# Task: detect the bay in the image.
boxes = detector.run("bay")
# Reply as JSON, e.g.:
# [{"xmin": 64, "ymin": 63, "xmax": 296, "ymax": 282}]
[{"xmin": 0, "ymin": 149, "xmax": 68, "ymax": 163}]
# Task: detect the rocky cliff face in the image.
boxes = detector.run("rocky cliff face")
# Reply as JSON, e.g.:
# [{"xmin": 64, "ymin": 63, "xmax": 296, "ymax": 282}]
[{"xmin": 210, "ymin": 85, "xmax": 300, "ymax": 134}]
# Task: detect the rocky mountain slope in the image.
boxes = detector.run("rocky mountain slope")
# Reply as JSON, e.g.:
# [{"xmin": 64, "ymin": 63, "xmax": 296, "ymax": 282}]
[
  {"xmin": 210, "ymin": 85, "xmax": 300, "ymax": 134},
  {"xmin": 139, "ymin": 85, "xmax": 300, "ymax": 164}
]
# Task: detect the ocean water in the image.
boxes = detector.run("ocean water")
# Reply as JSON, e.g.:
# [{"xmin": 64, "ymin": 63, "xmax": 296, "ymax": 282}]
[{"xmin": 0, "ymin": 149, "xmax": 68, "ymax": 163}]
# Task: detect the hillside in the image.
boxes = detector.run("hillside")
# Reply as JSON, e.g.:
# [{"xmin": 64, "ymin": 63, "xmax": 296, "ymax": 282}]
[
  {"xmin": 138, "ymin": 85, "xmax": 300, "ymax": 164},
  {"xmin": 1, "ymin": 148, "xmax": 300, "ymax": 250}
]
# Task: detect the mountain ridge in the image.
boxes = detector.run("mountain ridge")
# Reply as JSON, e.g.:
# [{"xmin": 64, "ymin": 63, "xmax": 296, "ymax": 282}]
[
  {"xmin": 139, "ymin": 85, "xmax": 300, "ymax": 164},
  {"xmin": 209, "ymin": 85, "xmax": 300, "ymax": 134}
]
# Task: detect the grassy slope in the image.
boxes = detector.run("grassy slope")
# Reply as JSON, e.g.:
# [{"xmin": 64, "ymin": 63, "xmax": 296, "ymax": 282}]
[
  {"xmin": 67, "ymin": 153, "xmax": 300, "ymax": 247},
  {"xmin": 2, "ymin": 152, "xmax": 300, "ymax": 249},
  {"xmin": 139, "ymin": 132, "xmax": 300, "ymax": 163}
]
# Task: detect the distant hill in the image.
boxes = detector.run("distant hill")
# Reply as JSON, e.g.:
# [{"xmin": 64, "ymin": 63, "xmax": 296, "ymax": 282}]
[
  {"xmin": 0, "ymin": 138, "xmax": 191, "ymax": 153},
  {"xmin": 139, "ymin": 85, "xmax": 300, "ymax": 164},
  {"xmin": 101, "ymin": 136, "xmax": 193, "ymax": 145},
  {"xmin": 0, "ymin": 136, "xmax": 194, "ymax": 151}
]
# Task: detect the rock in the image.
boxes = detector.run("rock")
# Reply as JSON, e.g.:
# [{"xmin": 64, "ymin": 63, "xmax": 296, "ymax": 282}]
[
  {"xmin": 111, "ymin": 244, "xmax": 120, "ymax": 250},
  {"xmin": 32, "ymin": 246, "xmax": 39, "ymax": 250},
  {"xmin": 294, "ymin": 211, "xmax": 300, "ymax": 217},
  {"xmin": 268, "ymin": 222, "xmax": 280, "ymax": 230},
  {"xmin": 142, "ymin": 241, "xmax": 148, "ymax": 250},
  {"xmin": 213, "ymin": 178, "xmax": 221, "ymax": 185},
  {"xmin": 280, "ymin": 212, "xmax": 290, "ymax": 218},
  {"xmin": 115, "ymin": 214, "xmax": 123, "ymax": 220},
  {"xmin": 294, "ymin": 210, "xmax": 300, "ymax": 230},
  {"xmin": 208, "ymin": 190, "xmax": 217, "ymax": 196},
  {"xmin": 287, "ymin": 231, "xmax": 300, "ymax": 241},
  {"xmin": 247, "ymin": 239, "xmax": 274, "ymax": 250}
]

------------------------------------------------------------------------

▶ **WHAT IS REQUIRED**: Your answer must be the complete listing, repeated exactly.

▶ **FINISHED TASK**:
# Task: detect the bay in the image.
boxes = detector.run("bay")
# Reply as JSON, e.g.:
# [{"xmin": 64, "ymin": 63, "xmax": 296, "ymax": 282}]
[{"xmin": 0, "ymin": 149, "xmax": 68, "ymax": 163}]
# Task: detect the rocky cliff face in the image.
boxes = detector.run("rocky cliff face")
# Reply as JSON, e.g.:
# [{"xmin": 64, "ymin": 63, "xmax": 296, "ymax": 282}]
[{"xmin": 210, "ymin": 85, "xmax": 300, "ymax": 134}]
# Task: detect the rocky mountain slope in the image.
boxes = detector.run("rocky mountain slope")
# Reply as JSON, e.g.:
# [{"xmin": 64, "ymin": 63, "xmax": 296, "ymax": 282}]
[
  {"xmin": 210, "ymin": 85, "xmax": 300, "ymax": 134},
  {"xmin": 139, "ymin": 85, "xmax": 300, "ymax": 164}
]
# Task: detect the ocean water in the image.
boxes = detector.run("ocean water")
# Reply as JSON, e.g.:
# [{"xmin": 64, "ymin": 63, "xmax": 296, "ymax": 282}]
[{"xmin": 0, "ymin": 149, "xmax": 68, "ymax": 163}]
# Task: detect the hillside in the image.
boxes = detector.run("hillside")
# Reply as JSON, e.g.:
# [{"xmin": 64, "ymin": 63, "xmax": 296, "ymax": 282}]
[
  {"xmin": 138, "ymin": 85, "xmax": 300, "ymax": 164},
  {"xmin": 1, "ymin": 148, "xmax": 300, "ymax": 250}
]
# Task: detect the mountain ridge in the image.
boxes = detector.run("mountain ridge")
# Reply as JSON, e.g.:
# [{"xmin": 64, "ymin": 63, "xmax": 296, "ymax": 282}]
[
  {"xmin": 139, "ymin": 85, "xmax": 300, "ymax": 164},
  {"xmin": 209, "ymin": 85, "xmax": 300, "ymax": 134}
]
# Task: detect the grassy slope in the image.
boxes = detector.run("grassy slope")
# Reply as JSON, e.g.:
# [{"xmin": 64, "ymin": 63, "xmax": 296, "ymax": 282}]
[
  {"xmin": 67, "ymin": 153, "xmax": 300, "ymax": 247},
  {"xmin": 2, "ymin": 152, "xmax": 300, "ymax": 249},
  {"xmin": 139, "ymin": 132, "xmax": 300, "ymax": 163}
]
# Task: detect the distant hill in the image.
boxes = detector.run("distant hill")
# Reply as JSON, e.g.:
# [{"xmin": 64, "ymin": 63, "xmax": 296, "ymax": 282}]
[
  {"xmin": 0, "ymin": 138, "xmax": 191, "ymax": 153},
  {"xmin": 139, "ymin": 85, "xmax": 300, "ymax": 164},
  {"xmin": 101, "ymin": 136, "xmax": 193, "ymax": 145},
  {"xmin": 0, "ymin": 136, "xmax": 194, "ymax": 151}
]
# Task: detect the rock in the image.
boxes = detector.run("rock")
# Reply as JSON, e.g.:
# [{"xmin": 64, "ymin": 63, "xmax": 296, "ymax": 282}]
[
  {"xmin": 111, "ymin": 244, "xmax": 120, "ymax": 250},
  {"xmin": 32, "ymin": 246, "xmax": 39, "ymax": 250},
  {"xmin": 294, "ymin": 211, "xmax": 300, "ymax": 217},
  {"xmin": 268, "ymin": 222, "xmax": 280, "ymax": 230},
  {"xmin": 142, "ymin": 241, "xmax": 148, "ymax": 250},
  {"xmin": 213, "ymin": 178, "xmax": 221, "ymax": 185},
  {"xmin": 280, "ymin": 212, "xmax": 290, "ymax": 218},
  {"xmin": 115, "ymin": 214, "xmax": 123, "ymax": 220},
  {"xmin": 294, "ymin": 210, "xmax": 300, "ymax": 230},
  {"xmin": 208, "ymin": 190, "xmax": 217, "ymax": 196},
  {"xmin": 287, "ymin": 231, "xmax": 300, "ymax": 241},
  {"xmin": 247, "ymin": 239, "xmax": 274, "ymax": 250}
]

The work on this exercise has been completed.